TEXT SECTION START

No humans required, the fully autonomous AI running a Wall Street hedge fund
- by 7wData
I’ve been documenting the emergence of fully autonomous organisations – organisations that are able to run and scale themselves without the need for any human operators, or intervention – sometimes also known as Distributed Autonomous Organisations (DAO), for years now and I’m now starting to see the first production DAO’s appear and enter the market.
Aidyia, a new fully autonomous Hedge fund is a case in point, turned on late last year it’s a hedge fund that makes all of its stock trades using Artificial Intelligence (AI) – with no human intervention required – and as you’ll see Bridgewater Associates, the world’s largest hedge fund, Goldman Sachs and maybe JPMorgan Chase might not necessarily be that far behind. In fact the pace and rate of change in the industry is now becoming so rapid that it even has its own dedicated event – the Battle of the Quants, the next installment of which is in Frankfurt later this month.
“If we all die,” says Goertzel, a longtime AI guru and the company’s chief scientist, “it would keep trading.”
He means this literally. Goertzel and other humans built the system, of course, and they’ll continue to modify it as needed. But their creation identifies and executes trades entirely on its own, drawing on multiple forms of AI, including one inspired by genetic evolution and another based on probabilistic logic. Each day, after analyzing everything from market prices and volumes to macroeconomic data and corporate accounting documents, these AI engines make their own market predictions and then “vote” on the best course of action.
Though Aidyia is based in Hong Kong, this automated system trades in US equities, and on its first day, according to Goertzel, it generated a 2 percent return on an undisclosed pool of money. That’s not exactly impressive, or statistically relevant. But it represents a notable shift in the world of finance. Backed by $143 million in funding, San Francisco startup Sentient Technologies has been quietly trading with a similar system since last year. Data centric hedge funds like Two Sigma and Renaissance Technologies have said they rely on AI. And according to reports, two others Bridgewater Associates, who could be fully autonomous arguably by 2025, and Point72 Asset Management, run by big Wall Street names Ray Dalio and Steven Cohen – are moving in the same direction, and then there’s Goldman Sachs who are also on their own self-announced automation drive.

TEXT SECTION END
EXERCISE DATA START

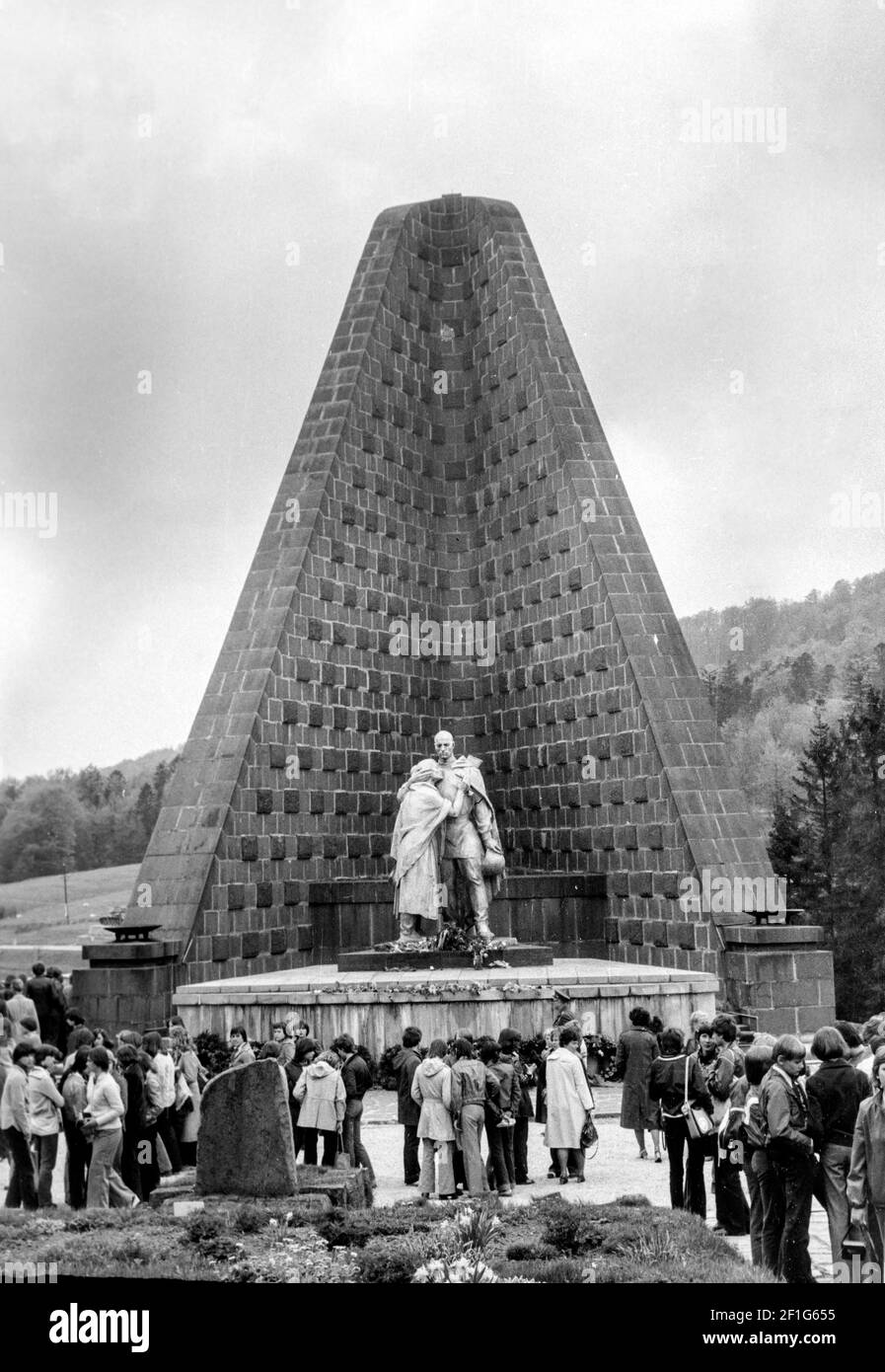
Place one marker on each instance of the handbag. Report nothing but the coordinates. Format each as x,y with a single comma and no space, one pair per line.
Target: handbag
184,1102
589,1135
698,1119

EXERCISE DATA END

● QUESTIONS TO ANSWER
[a] According to the article on the AI-run hedge fund, in what city is Aidyia based?
[b] Summarize the article on the AI-run hedge fund in two sentences.
[c] Pick up the article on the AI-run hedge fund right after its last sentence and keep writing.

● ANSWER LIST
[a] Hong Kong.

[b] Aidyia, a Hong Kong-based hedge fund that trades US equities, makes all of its stock trades using several forms of AI that analyze market and economic data, make predictions and then vote on the best course of action, with no human intervention required. The article presents it as an example of fully autonomous organizations entering the market and says other firms, including Sentient Technologies, Two Sigma, Renaissance Technologies, Bridgewater Associates, Point72 and Goldman Sachs, rely on AI or are moving in the same direction.

[c]
Hedge funds have long relied on computers to help make trades. According to market research firm Preqin, some 1,360 hedge funds make a majority of their trades with help from computer models – roughly 9 percent of all funds – and they manage about $197 billion in total. But this typically involves data scientists – or “quants,” in Wall Street lingo – using machines to build large statistical models. These models are complex, but they’re also somewhat static. As the market changes, they may not work as well as they worked in the past. And according to Preqin’s research, the typical systematic fund doesn’t always perform as well as funds operated by human managers.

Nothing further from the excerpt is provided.